- Required task
Write out every line of the listing again, swapping each "Fact-check" for "Verify" and leaving everything else as it is.

- Object detection data
:::::

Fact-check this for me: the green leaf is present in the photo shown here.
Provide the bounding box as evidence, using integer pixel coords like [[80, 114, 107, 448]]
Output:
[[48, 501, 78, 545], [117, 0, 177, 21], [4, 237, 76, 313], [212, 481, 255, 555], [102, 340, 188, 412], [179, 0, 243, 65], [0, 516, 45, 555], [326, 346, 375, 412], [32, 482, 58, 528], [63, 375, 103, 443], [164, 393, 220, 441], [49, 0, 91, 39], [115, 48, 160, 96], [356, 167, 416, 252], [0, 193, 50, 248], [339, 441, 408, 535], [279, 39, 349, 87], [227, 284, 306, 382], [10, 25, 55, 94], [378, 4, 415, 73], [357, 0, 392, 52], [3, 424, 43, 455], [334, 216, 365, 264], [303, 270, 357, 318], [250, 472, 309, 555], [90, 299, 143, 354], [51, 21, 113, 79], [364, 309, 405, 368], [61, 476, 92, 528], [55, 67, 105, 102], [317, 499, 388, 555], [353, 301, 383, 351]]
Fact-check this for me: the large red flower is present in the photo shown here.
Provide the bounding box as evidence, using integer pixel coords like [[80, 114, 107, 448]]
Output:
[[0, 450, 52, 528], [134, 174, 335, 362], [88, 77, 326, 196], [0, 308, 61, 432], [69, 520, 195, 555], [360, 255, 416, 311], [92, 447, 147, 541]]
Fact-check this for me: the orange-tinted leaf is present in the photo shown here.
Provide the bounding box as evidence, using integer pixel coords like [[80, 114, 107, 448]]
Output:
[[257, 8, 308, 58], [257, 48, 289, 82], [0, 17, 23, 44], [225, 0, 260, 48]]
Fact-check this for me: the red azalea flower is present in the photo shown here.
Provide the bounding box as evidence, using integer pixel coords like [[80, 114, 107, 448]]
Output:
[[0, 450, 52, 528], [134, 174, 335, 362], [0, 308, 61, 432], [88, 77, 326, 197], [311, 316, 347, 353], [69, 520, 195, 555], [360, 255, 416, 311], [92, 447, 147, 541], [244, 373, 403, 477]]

:::::

- Response to this exercise
Verify this for me: the green leaf is present in the photo shown here.
Provide the bounding box as evidence, using integer pixel coords like [[80, 114, 107, 448]]
Output:
[[48, 501, 78, 545], [117, 0, 177, 21], [4, 237, 76, 313], [212, 481, 255, 555], [102, 340, 188, 412], [179, 0, 243, 65], [0, 516, 45, 555], [326, 346, 375, 412], [32, 482, 58, 528], [63, 375, 103, 443], [164, 393, 220, 441], [49, 0, 91, 39], [115, 48, 160, 96], [356, 167, 416, 252], [0, 193, 50, 248], [339, 441, 408, 535], [279, 39, 349, 87], [227, 284, 306, 382], [10, 25, 55, 94], [378, 4, 415, 73], [357, 0, 392, 52], [3, 424, 43, 455], [334, 216, 365, 264], [303, 270, 357, 318], [250, 472, 309, 555], [90, 299, 143, 354], [51, 21, 113, 79], [364, 309, 405, 368], [61, 476, 92, 528], [55, 67, 105, 102], [317, 499, 388, 555], [353, 301, 383, 351]]
Verify this for me: the large red flower is present in the photo shown here.
Provide the bounding box as evidence, using integer pixel coords like [[80, 114, 107, 448]]
Output:
[[0, 450, 52, 528], [134, 174, 335, 362], [88, 77, 326, 196], [0, 308, 61, 432], [69, 520, 195, 555], [360, 255, 416, 311], [92, 447, 147, 541]]
Verify this for me: the orange-tinted leaf is present in the photo shown here.
Provide the bounding box as evidence, using integer pixel coords like [[80, 114, 107, 448]]
Output:
[[257, 8, 308, 58], [257, 48, 289, 82], [0, 17, 23, 44], [225, 0, 260, 48]]
Verify this for me: the red azalea flower is present in the photo shown here.
Provide the bounding box as evidence, using integer pixel coords like [[80, 114, 107, 448]]
Output:
[[0, 450, 52, 528], [134, 174, 335, 362], [0, 308, 61, 432], [88, 77, 326, 197], [311, 316, 347, 353], [69, 520, 195, 555], [360, 255, 416, 311], [92, 447, 147, 541], [244, 373, 403, 477]]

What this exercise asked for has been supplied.